Exercise directions:
Copy the lines below word for word, starting at the line with "Usage notes: call" and ending with the line that contains "[160,97,330,248]", both included.

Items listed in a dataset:
○ ○ ○ ○ ○ ○ ○
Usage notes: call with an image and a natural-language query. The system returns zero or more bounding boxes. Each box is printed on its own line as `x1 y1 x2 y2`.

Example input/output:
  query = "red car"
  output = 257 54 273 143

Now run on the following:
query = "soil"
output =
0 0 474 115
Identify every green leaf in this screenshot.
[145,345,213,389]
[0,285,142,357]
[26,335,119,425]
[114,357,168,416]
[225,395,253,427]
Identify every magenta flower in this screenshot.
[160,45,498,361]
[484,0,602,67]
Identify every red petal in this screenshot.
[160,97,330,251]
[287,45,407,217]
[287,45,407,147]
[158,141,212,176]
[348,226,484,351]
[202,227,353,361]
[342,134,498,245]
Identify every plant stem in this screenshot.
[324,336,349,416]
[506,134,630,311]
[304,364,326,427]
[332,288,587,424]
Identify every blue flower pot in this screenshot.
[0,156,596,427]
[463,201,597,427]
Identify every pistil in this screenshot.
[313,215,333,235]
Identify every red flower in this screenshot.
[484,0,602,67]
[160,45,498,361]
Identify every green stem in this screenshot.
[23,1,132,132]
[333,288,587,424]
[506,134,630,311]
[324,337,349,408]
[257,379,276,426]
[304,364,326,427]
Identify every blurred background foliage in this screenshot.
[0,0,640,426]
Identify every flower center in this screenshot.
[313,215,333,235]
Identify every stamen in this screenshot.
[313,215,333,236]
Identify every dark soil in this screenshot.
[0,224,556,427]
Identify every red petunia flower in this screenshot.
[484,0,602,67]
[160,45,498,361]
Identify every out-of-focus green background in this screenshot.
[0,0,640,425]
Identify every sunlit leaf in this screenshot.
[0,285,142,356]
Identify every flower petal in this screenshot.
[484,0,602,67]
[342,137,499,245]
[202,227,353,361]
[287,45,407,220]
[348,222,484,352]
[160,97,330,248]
○ ○ ○ ○ ○ ○ ○
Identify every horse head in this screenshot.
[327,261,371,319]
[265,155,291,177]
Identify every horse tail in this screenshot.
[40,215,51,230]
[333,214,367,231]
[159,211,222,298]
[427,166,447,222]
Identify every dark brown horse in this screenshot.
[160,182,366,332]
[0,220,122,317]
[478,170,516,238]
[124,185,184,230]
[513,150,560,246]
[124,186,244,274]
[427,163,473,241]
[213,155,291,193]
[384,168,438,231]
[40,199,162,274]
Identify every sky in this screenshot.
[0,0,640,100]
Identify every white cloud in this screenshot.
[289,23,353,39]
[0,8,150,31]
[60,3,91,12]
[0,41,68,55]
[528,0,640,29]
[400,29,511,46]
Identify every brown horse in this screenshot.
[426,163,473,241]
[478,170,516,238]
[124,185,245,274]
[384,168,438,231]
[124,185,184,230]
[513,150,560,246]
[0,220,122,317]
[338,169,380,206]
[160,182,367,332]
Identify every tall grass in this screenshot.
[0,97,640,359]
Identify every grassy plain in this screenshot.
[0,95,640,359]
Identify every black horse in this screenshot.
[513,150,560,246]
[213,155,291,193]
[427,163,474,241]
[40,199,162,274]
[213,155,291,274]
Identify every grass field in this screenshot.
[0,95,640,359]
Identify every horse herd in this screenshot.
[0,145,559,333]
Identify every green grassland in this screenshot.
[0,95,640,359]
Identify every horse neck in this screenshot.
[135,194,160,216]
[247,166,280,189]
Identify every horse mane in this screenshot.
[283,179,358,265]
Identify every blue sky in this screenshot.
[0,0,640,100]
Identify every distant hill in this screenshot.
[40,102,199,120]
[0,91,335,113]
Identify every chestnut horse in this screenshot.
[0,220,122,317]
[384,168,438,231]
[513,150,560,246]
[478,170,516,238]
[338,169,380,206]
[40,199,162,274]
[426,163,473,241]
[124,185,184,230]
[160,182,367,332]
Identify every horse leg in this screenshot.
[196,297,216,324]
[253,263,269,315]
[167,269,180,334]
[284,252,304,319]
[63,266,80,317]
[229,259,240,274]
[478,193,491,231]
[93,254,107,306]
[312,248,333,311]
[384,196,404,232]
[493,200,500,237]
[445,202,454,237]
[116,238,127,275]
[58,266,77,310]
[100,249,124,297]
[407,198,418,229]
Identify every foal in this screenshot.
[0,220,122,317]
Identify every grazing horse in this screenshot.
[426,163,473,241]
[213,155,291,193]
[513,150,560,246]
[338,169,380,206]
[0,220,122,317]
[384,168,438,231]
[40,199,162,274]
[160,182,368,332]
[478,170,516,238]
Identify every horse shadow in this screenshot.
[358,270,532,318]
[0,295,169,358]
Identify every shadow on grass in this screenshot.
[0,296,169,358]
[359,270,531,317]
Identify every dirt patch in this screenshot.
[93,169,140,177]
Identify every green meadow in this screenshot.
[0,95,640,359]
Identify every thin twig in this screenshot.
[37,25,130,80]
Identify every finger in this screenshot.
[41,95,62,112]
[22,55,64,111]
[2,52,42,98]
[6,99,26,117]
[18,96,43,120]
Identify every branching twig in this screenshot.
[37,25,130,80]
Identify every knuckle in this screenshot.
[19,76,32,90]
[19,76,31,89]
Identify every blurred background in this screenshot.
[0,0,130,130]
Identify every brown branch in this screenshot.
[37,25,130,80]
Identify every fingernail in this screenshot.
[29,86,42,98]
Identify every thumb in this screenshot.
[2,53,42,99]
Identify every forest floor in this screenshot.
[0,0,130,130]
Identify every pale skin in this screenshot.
○ ○ ○ ○ ○ ○ ○
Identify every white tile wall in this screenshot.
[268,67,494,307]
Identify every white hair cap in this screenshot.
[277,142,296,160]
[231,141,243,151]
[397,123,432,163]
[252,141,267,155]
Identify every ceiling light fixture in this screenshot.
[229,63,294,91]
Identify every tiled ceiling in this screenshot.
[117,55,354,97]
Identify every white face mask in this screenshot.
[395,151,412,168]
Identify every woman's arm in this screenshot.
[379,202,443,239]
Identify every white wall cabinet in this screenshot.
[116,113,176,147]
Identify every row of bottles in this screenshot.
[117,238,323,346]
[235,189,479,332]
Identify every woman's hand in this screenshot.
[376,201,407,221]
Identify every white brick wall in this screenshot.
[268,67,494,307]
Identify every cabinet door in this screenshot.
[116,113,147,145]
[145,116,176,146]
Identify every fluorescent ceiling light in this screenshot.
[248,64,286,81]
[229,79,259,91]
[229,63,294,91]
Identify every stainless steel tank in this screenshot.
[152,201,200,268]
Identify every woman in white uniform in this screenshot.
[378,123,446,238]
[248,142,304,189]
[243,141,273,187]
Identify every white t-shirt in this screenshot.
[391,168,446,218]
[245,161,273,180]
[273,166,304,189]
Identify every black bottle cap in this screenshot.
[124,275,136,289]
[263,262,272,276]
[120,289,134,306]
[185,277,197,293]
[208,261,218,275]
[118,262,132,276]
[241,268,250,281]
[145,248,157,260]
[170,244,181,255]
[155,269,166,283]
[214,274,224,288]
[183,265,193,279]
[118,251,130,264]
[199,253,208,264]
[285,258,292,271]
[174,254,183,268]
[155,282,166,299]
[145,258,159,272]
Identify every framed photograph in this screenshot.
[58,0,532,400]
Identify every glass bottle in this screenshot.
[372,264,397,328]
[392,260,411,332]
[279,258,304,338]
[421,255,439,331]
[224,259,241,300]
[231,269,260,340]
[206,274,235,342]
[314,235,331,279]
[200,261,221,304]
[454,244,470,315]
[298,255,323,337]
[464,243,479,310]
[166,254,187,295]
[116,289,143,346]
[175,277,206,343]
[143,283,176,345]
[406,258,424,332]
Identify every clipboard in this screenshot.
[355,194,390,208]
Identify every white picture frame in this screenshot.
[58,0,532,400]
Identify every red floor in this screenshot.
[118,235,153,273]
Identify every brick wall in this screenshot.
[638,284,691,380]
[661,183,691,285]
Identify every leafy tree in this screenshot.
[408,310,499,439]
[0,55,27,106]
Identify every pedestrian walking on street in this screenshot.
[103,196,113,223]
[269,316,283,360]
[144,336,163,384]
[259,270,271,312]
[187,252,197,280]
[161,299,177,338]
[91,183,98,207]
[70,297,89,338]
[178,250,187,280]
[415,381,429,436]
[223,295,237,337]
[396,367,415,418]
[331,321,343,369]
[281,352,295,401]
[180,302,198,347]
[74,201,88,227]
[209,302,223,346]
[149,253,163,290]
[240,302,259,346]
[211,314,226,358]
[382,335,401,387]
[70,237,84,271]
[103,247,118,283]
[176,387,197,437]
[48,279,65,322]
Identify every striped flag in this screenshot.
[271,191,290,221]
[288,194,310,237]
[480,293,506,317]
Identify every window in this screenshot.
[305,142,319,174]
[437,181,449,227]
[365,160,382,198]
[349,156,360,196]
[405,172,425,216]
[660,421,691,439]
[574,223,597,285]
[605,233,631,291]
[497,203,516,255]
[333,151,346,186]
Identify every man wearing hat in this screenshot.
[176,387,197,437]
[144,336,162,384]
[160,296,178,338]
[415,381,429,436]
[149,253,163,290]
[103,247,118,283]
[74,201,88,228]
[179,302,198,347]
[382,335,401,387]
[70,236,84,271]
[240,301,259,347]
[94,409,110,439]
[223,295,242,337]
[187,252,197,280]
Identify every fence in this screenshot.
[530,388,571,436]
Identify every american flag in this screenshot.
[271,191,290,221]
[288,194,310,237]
○ ○ ○ ○ ○ ○ ○
Solved problem:
Usage notes: call with an image and a natural-language query. The system returns zero or more bounding boxes. Each box is printed on its own line as `x1 y1 x2 y2`.

Example input/output:
  query = "red car"
  output = 257 54 273 143

Now run on the following:
query = "soil"
output =
0 0 474 115
Identify every green leaf in this screenshot.
[145,345,213,389]
[0,285,142,357]
[26,335,119,425]
[114,357,168,416]
[225,395,253,427]
Identify every magenta flower in this screenshot.
[160,45,498,361]
[484,0,602,67]
Identify every red petal in this screenshot.
[160,97,330,251]
[287,45,407,217]
[287,45,407,147]
[158,141,212,176]
[348,226,484,351]
[202,227,353,361]
[342,134,498,245]
Identify every plant stem in this screenshot.
[324,336,349,416]
[506,134,630,311]
[304,364,326,427]
[332,288,587,424]
Identify every blue flower pot in this screenshot.
[0,156,596,427]
[463,201,597,427]
Identify every pistil in this screenshot.
[313,215,333,235]
Identify every red flower in this screenshot.
[484,0,602,67]
[160,45,498,361]
Identify every green stem in this screenshot.
[23,1,132,132]
[333,288,587,424]
[506,134,630,311]
[324,337,349,408]
[257,379,276,426]
[304,364,326,427]
Identify every blurred background foliage in this screenshot.
[0,0,640,426]
Identify every flower center in this screenshot.
[313,215,333,235]
Identify every stamen in this screenshot.
[313,215,333,236]
Identify every dark soil in this screenshot.
[0,224,556,427]
Identify every red petunia flower in this screenshot.
[484,0,602,67]
[160,45,498,361]
Identify every out-of-focus green background in this screenshot.
[0,0,640,425]
Identify every sunlit leaf in this screenshot.
[0,285,142,356]
Identify every flower petal in this screenshot.
[484,0,602,67]
[342,137,499,245]
[202,227,353,361]
[287,45,407,220]
[348,222,484,352]
[160,97,330,248]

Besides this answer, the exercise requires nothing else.